Excerpt to read -
'''

In my 20 years of experience in the dental field, I’ve seen it all. I’ve witnessed many small practices growing into successful multi-practices, but even more practices have started with great ideas and enthusiastic doctors only to become prey to the vicious cycle of “getting bogged down by the day-to-day details of running a practice.”
Here you are, an associate thinking about opening your own practice, feeling you have the potential to make it on your own and knowing you can definitely be a better boss and run a better practice than your current employer.
Have you ever stopped to think that your boss was once an associate that shared your mentality too? So what happened? Before you know it, you too will have an associate working for you, having the same self-talk you once had about your boss, the same one they had with their bosses, and the vicious cycle continues… Unless you make a commitment to stop it before it starts!
When you get the keys to your new office, your life totally changes, and preparedness will be the key determinant on whether your practice thrives or fails. I’m going to share 7 tips to help you prepare, and to save you from the overwhelming, never-ending operational circumstances that are the cause of this so called “Vicious Cycle.”
1. Develop yourself.
Read and listen to audiobooks about great business entrepreneurs and follow their strategies for running successful companies. The law of Cause and Effect states that if you do exactly what other successful business people do, you’ll have the same results. You may also consider getting a mentor, someone in your field who you admire and who has been successful in the field. This is considered a Mastermind Alliance. Even if you don’t share their philosophy, there’s something to learn from every encounter. Also, thinking is the highest paying job in your business, so make sure you are THINKING POSITIVE SUCCESSFUL THOUGHTS
2. Develop your team.

'''

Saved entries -

'''

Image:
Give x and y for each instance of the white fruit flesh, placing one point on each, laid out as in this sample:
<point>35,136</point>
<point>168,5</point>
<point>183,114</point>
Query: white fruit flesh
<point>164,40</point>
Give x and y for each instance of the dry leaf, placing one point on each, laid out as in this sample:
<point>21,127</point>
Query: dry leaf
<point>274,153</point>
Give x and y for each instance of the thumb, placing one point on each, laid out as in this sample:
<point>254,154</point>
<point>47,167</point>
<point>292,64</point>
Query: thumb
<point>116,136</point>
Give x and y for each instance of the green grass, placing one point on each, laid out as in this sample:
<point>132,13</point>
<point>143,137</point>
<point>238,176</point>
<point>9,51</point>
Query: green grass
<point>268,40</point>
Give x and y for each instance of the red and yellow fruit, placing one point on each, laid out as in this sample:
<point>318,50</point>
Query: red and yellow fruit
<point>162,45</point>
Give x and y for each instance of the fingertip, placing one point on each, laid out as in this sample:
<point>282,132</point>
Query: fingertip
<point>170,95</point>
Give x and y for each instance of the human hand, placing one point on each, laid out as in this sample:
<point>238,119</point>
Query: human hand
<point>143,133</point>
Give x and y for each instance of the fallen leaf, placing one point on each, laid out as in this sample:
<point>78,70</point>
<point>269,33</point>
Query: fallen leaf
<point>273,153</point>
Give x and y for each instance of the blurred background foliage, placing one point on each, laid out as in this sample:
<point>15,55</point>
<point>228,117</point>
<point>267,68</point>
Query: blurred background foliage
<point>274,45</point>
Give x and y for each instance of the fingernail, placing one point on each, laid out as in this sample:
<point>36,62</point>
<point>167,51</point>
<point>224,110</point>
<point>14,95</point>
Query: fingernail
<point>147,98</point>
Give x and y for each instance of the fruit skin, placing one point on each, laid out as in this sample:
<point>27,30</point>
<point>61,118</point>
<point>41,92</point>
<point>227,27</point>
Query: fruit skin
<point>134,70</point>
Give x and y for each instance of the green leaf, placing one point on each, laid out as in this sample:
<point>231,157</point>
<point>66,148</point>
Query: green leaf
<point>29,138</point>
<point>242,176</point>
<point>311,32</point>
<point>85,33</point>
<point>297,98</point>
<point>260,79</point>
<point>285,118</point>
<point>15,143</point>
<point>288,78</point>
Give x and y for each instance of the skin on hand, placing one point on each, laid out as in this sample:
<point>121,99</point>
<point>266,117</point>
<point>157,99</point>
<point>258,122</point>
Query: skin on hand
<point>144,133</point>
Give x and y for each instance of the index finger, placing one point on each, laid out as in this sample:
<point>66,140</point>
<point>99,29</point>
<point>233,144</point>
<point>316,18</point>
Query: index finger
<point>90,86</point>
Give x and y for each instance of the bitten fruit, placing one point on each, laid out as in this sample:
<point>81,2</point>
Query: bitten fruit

'''
'''

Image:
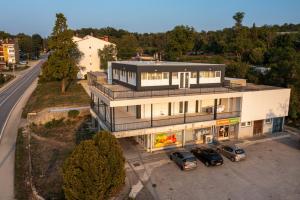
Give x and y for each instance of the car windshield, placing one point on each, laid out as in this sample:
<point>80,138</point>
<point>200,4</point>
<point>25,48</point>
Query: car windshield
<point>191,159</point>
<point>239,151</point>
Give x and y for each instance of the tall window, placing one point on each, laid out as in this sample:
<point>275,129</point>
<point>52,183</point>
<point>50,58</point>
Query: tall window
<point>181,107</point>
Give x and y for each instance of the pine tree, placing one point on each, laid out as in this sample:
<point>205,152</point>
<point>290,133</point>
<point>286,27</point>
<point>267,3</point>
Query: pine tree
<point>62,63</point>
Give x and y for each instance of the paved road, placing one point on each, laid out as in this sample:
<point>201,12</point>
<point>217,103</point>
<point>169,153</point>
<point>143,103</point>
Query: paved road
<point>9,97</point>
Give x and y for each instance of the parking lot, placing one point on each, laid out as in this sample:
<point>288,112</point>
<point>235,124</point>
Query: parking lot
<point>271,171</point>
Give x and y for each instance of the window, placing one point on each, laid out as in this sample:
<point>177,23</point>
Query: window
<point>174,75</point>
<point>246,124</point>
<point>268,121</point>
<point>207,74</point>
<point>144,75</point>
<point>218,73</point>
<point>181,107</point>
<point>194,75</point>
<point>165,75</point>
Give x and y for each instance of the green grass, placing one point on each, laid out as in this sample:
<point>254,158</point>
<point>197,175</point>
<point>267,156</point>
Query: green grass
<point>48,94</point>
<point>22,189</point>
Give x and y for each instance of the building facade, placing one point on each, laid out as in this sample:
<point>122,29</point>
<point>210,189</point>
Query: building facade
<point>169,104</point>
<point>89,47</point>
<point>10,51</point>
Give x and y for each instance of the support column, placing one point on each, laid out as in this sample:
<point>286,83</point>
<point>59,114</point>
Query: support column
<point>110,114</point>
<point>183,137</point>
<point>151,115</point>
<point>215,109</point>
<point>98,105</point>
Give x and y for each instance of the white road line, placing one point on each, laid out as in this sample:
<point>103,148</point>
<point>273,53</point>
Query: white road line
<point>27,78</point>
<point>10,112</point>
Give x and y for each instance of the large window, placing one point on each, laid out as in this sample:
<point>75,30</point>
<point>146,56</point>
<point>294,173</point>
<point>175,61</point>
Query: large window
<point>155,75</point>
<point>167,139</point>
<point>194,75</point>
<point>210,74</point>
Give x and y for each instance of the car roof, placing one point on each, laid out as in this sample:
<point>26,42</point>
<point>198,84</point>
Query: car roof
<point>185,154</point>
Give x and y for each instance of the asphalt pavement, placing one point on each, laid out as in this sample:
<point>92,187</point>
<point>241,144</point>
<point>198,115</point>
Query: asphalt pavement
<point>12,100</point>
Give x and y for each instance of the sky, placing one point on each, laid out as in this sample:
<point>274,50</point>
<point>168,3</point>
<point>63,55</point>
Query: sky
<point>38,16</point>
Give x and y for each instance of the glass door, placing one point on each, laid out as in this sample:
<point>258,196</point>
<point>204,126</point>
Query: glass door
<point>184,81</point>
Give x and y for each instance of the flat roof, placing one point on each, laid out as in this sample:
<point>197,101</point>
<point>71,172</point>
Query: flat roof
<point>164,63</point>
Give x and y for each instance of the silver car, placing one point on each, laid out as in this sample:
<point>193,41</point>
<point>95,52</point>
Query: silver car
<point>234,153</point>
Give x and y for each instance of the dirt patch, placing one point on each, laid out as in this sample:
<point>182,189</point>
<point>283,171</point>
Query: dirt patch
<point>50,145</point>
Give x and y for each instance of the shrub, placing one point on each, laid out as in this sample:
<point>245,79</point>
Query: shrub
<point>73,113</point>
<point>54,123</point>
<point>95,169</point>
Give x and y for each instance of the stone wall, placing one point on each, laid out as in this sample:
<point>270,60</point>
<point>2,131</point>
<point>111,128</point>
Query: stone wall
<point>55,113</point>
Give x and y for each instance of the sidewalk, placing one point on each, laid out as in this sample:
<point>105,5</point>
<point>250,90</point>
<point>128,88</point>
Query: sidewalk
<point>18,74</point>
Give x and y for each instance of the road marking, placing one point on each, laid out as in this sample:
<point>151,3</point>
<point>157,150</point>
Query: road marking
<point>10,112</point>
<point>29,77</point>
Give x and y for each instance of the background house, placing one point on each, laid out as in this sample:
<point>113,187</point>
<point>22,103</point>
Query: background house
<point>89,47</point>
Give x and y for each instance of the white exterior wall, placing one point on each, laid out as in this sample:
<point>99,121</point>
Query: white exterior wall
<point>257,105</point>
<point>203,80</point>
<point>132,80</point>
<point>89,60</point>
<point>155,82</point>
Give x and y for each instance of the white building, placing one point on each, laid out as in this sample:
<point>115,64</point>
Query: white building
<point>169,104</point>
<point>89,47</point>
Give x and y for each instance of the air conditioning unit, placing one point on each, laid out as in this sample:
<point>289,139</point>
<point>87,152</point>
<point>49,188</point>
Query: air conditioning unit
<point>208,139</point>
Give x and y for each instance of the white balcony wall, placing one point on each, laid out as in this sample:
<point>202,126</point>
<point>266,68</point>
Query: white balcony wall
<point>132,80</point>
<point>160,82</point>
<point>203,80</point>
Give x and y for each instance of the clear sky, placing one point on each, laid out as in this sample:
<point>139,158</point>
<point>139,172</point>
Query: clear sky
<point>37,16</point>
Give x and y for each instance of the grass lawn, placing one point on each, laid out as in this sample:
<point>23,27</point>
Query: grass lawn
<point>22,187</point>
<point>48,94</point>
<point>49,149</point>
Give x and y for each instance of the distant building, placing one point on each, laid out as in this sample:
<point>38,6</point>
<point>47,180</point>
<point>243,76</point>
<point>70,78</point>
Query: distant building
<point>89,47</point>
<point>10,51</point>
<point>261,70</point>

'''
'''

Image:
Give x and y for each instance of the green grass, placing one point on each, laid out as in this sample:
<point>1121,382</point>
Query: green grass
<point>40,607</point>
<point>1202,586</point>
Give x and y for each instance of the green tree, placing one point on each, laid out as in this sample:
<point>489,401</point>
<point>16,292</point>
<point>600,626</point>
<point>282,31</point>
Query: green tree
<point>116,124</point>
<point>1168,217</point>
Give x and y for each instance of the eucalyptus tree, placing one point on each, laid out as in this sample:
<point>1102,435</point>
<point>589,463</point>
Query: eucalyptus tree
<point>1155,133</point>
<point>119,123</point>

'''

Reproduce verbatim the stretch of the article on opening a dental practice from "Have you ever" through "before it starts!".

Response box -
Have you ever stopped to think that your boss was once an associate that shared your mentality too? So what happened? Before you know it, you too will have an associate working for you, having the same self-talk you once had about your boss, the same one they had with their bosses, and the vicious cycle continues… Unless you make a commitment to stop it before it starts!